STUDY TEXT:
• • •

Mind you at the end of the week, my new bathroom and the addition of a shower was very nice, gleaming in red and white so I suppose it had been worth it.
After the 3rd or 4th day of being ill I settled down to letting it wash over me and move through it. With large doses of vitamin C and drinking hot lemon juice with manuka honey to ease the throat I got down to mulling over the uses of being laid up for a short while. At first all I can think is that it is an annoying situation. I don’t get colds or virus' very much. Maybe once a year and sometimes not that often.
Of course my cold is nothing compared to many people with debilitating illnesses and problems, but I do believe that things we experience all come with something to learn whether it be patience, forbearance, acceptance, surrender or maybe to fight, to find strength, to say no - this is not acceptable. I have been fortunate not to have life threatening problems to deal with although I have experienced ill health that has been long and drawn out before. In my 30s I suffered with post viral syndrome which was diagnosed as ME for a while, although I eventually got better after a couple years. You would think with that alone I might have become more patient. And I do think that I did gain some perspective during that time.
My 3 pregnancies were not particularly comfortable either. Each one getting progressively worse until my 3rd one I was ill throughout all of it from suffering with sickness morning, noon and night, the softening of my pelvis to the extent that I walked with a stick or not at all, and the most painful piles that prevented me sitting comfortably. (add that to the fact that I couldn’t sleep lying down and had to sit up, you can imagine my sleepless, painful 9 months turned me into a bit of a deranged zombie begging to be induced early. I was also in pain in my stomach a great deal. A couple of weeks after the birth it turned out I had gall stones too which had been causing the pain (Hah! - to the doctors who told me it was all in the mind!!).
But this isn’t meant to be a list of 'Illnesses I have Suffered' rather than to just mention that I have had some discomfort in my life and can speak from experience of how I have come to view these experiences.

• • •

LISTED RECORDS:

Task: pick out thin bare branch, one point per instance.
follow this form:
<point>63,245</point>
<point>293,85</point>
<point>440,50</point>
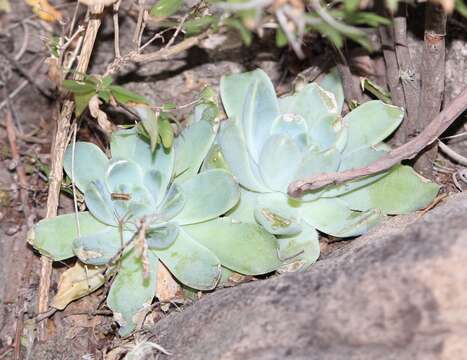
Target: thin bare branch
<point>407,151</point>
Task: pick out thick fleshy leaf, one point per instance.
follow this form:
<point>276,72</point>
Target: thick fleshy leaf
<point>259,111</point>
<point>99,247</point>
<point>277,214</point>
<point>88,164</point>
<point>153,182</point>
<point>239,160</point>
<point>244,211</point>
<point>150,122</point>
<point>242,247</point>
<point>400,192</point>
<point>357,159</point>
<point>299,251</point>
<point>326,131</point>
<point>278,161</point>
<point>191,147</point>
<point>99,203</point>
<point>191,263</point>
<point>277,223</point>
<point>371,123</point>
<point>162,237</point>
<point>332,82</point>
<point>333,217</point>
<point>54,237</point>
<point>132,290</point>
<point>207,195</point>
<point>128,145</point>
<point>215,159</point>
<point>77,282</point>
<point>292,125</point>
<point>173,203</point>
<point>123,172</point>
<point>234,88</point>
<point>311,102</point>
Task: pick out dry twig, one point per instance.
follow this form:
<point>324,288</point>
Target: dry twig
<point>407,151</point>
<point>57,154</point>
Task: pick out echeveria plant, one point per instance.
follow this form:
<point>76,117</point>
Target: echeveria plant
<point>145,207</point>
<point>268,142</point>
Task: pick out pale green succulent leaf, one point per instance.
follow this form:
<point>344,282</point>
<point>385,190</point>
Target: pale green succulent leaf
<point>239,160</point>
<point>191,147</point>
<point>54,237</point>
<point>99,247</point>
<point>162,237</point>
<point>315,162</point>
<point>153,181</point>
<point>259,111</point>
<point>278,161</point>
<point>215,159</point>
<point>401,191</point>
<point>123,173</point>
<point>371,123</point>
<point>332,216</point>
<point>150,122</point>
<point>244,210</point>
<point>173,203</point>
<point>294,126</point>
<point>88,164</point>
<point>234,87</point>
<point>276,222</point>
<point>207,195</point>
<point>326,131</point>
<point>299,251</point>
<point>191,263</point>
<point>133,289</point>
<point>242,247</point>
<point>311,102</point>
<point>332,82</point>
<point>128,145</point>
<point>99,203</point>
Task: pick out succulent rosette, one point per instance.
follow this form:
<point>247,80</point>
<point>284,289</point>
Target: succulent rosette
<point>269,142</point>
<point>148,206</point>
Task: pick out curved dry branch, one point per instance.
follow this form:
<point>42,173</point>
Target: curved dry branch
<point>407,151</point>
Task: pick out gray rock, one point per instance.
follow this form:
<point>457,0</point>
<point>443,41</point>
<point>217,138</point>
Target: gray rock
<point>397,293</point>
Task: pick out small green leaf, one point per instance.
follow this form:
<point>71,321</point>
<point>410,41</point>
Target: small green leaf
<point>132,290</point>
<point>89,163</point>
<point>106,82</point>
<point>191,263</point>
<point>79,87</point>
<point>82,102</point>
<point>169,106</point>
<point>281,39</point>
<point>125,96</point>
<point>165,8</point>
<point>150,122</point>
<point>54,237</point>
<point>195,26</point>
<point>351,5</point>
<point>166,132</point>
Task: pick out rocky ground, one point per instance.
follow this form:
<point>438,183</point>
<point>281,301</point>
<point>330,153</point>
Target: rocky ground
<point>396,293</point>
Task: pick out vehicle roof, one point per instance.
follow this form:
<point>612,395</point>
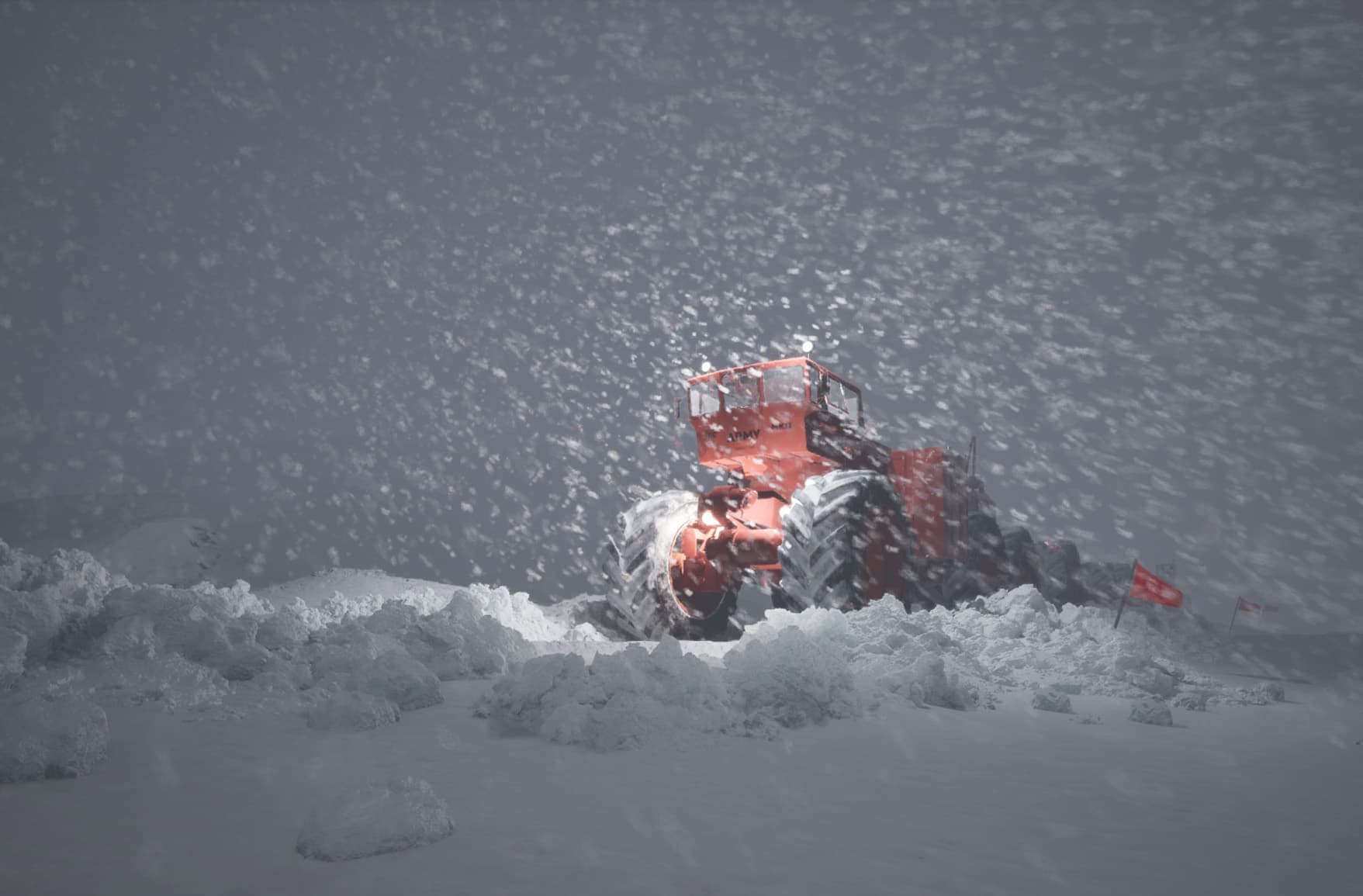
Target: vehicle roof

• • •

WORK ORDER A:
Answer these questions using the text about being ill:
(i) What two colors is the new bathroom?
(ii) For a while, what was the post viral syndrome diagnosed as?
(iii) What turned out to have been causing the stomach pain during the third pregnancy?
WORK ORDER B:
Write out the passage of the text about being ill from "Mind you at" up to and including "not that often.".
WORK ORDER C:
Carry on the text about being ill from the point where it stops.

TASK RESPONSE A:
(i) Red and white.
(ii) ME.
(iii) Gall stones.

TASK RESPONSE B:
Mind you at the end of the week, my new bathroom and the addition of a shower was very nice, gleaming in red and white so I suppose it had been worth it.
After the 3rd or 4th day of being ill I settled down to letting it wash over me and move through it. With large doses of vitamin C and drinking hot lemon juice with manuka honey to ease the throat I got down to mulling over the uses of being laid up for a short while. At first all I can think is that it is an annoying situation. I don’t get colds or virus' very much. Maybe once a year and sometimes not that often.

TASK RESPONSE C:
And what I have found is that each time - whether it is a short snuffle or something that extends over a period of time, I am not someone who can surrender willingly at first. I resist and push against it. Until the time comes sooner or later that I must accept it is there. I have it. I must go through it.
The benefits to me are that I do eventually get to rest. Maybe I have been doing too much and needed this time. I have been known to ignore the messages and the universe may have to slap me in the face to get my attention! Maybe I am not looking at other things in my life that need addressing and this enforced rest allows me to think and consider more as my mind is occupied by thoughts rather than what I must do next.
Maybe it also means that I realise that sometimes my body is not completely under my control and that I need to honour it more. Listen to the signals and messages. Love it and look after it with foods and treatments that show I appreciate my body and its wonders. (though during the snuffles I'm afraid I do try to bribe it with chocolate!)
I've also come to appreciate that the odd cold or sniffle is boosting my immune system. Building up a body that may find it has more fighting power against any more serious bouts of flu or virus infections that are ahead.
So eventually I gave in.
I took a few days off work. Slept on the sofa for a day or two until the building work was done. Threw open the windows to let the paint smell out (and the fresh air in) and left the unread books on the coffee table until my head stopped pounding, and I had enough interest and no eye strain to write this blog post..... Sniff.